*Goal of the exercise*
Under this line is some data; print exactly the lines from the one containing "Can you see the hillside" through its last line, without pictures.

*Provided material*
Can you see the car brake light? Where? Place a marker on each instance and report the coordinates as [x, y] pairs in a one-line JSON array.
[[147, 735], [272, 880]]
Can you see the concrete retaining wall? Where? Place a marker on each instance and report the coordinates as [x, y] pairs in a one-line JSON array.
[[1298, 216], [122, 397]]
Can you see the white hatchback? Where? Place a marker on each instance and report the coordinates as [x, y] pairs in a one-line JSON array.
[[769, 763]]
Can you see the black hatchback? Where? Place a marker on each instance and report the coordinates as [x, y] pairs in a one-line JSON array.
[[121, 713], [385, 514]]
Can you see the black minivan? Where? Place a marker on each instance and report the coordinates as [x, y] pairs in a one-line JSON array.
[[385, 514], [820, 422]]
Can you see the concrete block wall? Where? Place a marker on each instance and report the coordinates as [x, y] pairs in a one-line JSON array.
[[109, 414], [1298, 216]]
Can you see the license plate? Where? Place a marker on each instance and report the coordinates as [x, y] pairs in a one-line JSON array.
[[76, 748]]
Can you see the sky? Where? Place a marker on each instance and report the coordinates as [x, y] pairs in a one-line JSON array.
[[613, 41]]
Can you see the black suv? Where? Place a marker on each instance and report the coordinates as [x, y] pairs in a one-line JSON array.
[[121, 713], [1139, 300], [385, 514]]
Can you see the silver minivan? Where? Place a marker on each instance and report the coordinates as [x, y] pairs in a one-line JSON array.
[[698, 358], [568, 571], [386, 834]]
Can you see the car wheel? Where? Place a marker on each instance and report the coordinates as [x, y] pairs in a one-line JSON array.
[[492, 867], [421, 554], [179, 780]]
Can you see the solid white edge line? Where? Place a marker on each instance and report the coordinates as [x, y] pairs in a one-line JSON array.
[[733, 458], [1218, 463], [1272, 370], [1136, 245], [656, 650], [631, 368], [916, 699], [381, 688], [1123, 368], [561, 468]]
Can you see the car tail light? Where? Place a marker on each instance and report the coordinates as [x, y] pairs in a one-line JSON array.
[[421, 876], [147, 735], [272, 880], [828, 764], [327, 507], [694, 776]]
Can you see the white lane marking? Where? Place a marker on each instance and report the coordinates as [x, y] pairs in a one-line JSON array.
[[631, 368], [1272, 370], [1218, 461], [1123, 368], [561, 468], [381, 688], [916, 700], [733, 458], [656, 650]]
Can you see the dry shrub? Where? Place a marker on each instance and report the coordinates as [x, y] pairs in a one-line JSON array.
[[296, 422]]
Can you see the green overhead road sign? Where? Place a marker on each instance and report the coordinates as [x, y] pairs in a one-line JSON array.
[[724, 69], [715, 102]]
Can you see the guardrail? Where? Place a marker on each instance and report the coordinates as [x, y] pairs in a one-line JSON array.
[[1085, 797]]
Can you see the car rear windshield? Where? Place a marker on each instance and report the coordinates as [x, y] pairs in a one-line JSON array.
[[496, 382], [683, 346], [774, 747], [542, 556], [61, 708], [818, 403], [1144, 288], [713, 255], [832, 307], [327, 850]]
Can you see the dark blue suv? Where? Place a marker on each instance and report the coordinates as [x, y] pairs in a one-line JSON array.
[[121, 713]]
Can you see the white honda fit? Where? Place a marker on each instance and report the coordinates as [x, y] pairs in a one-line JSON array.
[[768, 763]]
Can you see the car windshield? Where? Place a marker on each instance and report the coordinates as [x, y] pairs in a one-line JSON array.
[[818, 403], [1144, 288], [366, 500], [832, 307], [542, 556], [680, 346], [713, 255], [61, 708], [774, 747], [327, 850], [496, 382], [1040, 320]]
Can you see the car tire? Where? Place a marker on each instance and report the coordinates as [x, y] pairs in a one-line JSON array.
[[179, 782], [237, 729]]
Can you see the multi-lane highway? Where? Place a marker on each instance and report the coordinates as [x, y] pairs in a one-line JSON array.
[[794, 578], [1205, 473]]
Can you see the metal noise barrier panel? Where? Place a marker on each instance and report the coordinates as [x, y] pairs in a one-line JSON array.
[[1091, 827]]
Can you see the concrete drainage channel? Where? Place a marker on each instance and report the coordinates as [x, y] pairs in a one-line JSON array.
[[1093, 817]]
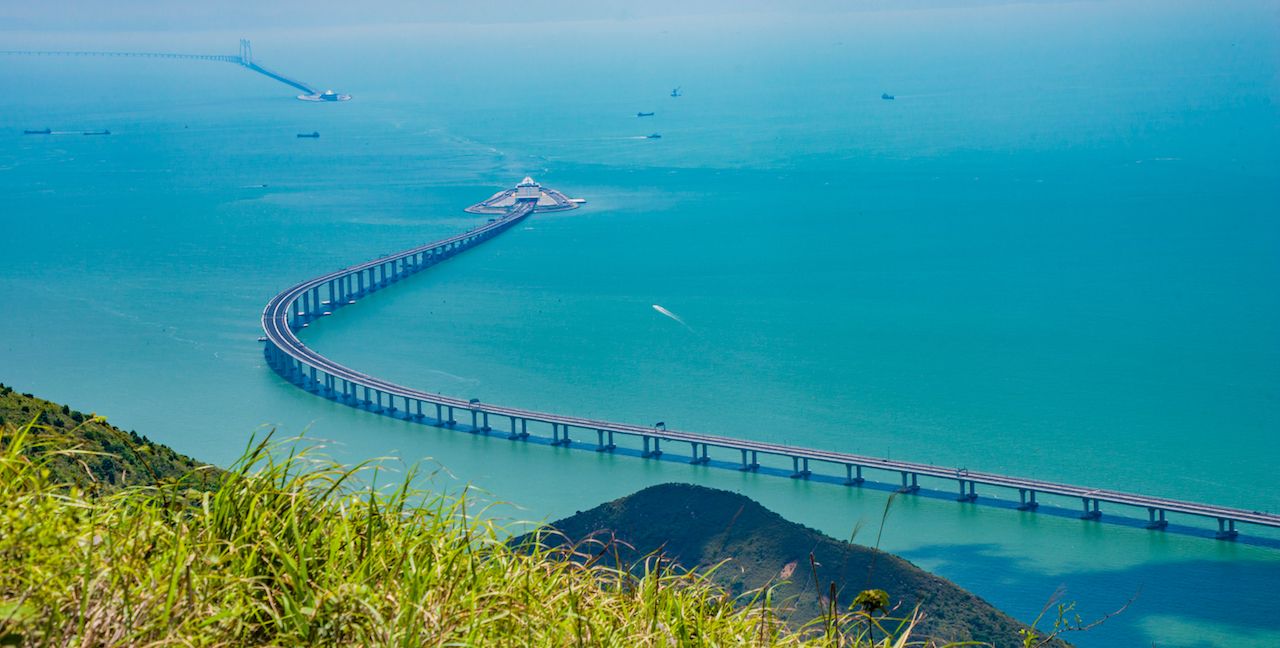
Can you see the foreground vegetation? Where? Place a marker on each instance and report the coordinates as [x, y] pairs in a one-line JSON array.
[[109, 539], [287, 550]]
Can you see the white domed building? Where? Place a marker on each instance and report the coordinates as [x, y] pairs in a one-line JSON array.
[[528, 190]]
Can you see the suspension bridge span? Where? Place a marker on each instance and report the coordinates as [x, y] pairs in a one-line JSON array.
[[305, 302], [245, 58]]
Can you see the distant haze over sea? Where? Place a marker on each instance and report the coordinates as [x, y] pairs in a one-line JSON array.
[[1054, 254]]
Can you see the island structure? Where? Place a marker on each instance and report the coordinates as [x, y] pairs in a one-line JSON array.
[[528, 190]]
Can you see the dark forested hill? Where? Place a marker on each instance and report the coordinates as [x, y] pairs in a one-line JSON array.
[[94, 453], [700, 526]]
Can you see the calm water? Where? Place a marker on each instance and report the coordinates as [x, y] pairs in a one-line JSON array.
[[1055, 254]]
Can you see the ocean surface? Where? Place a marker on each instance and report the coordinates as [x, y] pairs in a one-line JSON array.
[[1055, 254]]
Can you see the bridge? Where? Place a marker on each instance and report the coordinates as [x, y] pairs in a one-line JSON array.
[[245, 58], [305, 302]]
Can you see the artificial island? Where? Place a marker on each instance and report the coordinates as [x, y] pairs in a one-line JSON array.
[[295, 309], [528, 191]]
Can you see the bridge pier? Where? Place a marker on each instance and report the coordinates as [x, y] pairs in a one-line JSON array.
[[800, 468], [695, 459], [1152, 521], [560, 434], [657, 447], [850, 479], [1091, 514], [1028, 503], [600, 445], [1226, 529], [909, 487]]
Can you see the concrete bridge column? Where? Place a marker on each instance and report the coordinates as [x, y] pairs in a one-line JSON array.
[[1156, 524], [1091, 514], [1226, 529], [800, 468], [657, 447], [1028, 498], [913, 487], [850, 479]]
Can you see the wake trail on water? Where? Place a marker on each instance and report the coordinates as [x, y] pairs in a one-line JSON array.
[[672, 315]]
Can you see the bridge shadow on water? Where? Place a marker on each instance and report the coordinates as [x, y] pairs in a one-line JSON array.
[[1191, 603]]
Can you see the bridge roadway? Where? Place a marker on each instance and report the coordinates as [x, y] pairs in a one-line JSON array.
[[224, 58], [297, 306], [245, 59]]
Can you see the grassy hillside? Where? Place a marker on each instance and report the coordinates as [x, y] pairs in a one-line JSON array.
[[96, 455], [292, 552], [700, 528], [109, 539]]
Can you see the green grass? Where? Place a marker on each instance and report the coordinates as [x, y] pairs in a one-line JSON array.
[[289, 548]]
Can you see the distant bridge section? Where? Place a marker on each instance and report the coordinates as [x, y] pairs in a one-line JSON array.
[[298, 306], [245, 59]]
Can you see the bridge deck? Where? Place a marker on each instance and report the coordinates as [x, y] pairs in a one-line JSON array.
[[223, 58], [282, 318]]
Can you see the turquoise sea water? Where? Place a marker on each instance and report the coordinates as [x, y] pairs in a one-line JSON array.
[[1055, 254]]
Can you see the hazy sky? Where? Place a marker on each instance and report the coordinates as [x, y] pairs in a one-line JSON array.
[[220, 14]]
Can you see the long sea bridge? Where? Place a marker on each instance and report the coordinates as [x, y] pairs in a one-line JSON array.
[[298, 306], [245, 58]]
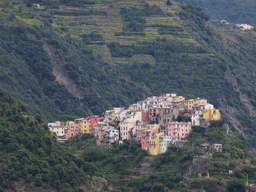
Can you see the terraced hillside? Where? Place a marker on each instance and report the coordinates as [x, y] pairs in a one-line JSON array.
[[81, 57]]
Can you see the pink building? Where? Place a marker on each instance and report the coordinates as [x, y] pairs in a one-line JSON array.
[[145, 137], [144, 115], [94, 121], [125, 127], [179, 130], [71, 131], [153, 113]]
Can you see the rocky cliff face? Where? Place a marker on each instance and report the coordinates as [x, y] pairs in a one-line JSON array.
[[80, 57]]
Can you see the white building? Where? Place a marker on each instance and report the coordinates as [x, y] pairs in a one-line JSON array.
[[166, 142]]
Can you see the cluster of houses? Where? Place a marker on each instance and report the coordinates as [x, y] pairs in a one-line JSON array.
[[152, 122], [240, 26], [244, 26]]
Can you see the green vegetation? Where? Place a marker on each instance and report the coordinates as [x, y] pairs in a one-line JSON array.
[[83, 57], [29, 152]]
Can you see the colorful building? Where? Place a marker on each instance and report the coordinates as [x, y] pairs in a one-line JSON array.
[[166, 142], [93, 121], [179, 130], [71, 131], [210, 113], [143, 137], [83, 125], [155, 127], [125, 128], [155, 143]]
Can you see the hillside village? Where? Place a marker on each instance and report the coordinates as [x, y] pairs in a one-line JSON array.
[[156, 123]]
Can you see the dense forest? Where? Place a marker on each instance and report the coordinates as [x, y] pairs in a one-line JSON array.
[[31, 159], [84, 57]]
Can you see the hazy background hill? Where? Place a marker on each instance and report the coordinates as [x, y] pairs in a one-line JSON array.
[[83, 57], [233, 11]]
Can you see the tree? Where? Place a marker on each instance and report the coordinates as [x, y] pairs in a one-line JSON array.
[[168, 3], [236, 187]]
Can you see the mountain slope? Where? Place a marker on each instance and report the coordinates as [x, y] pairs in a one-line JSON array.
[[82, 57], [234, 11]]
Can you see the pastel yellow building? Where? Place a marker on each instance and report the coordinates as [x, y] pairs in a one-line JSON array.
[[59, 130], [212, 114], [153, 127], [131, 108], [84, 125], [63, 123], [112, 114], [155, 143]]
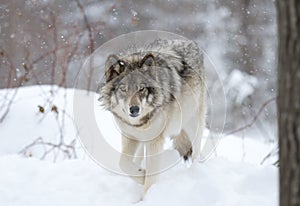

*Your response*
Can you see the hillside village? Where? Place a marker on each instance and report the coordinates as [x, y] pairs in a one-line JSON array.
[[156, 123]]
Can you see the dense forest? Where? Place a marker on each instance and report the coordinates as [x, y] pairs in a one-line JSON array.
[[31, 159], [84, 57]]
Can you see the hazy background hill? Where? Place a marker on each instance and report the coordinates as [x, y] pairs in a one-line JSON array.
[[83, 57], [233, 11]]
Can you see the tree? Where? Place a marker on each instance and report the coordinates as [x, y] pairs in a one-line JSON array.
[[168, 3], [236, 187]]
Can you see the mountain slope? Where? Place a marker on each instance and report the coordinates as [x, y] pairs in a one-line JSON array.
[[82, 57], [234, 11]]
Can you see the pastel yellow building? Where? Place a marker on each instance and report the coordinates as [x, y] pairs in a one-line JSON array.
[[59, 130], [212, 114], [153, 127], [131, 108], [84, 125], [63, 123], [112, 114], [155, 143]]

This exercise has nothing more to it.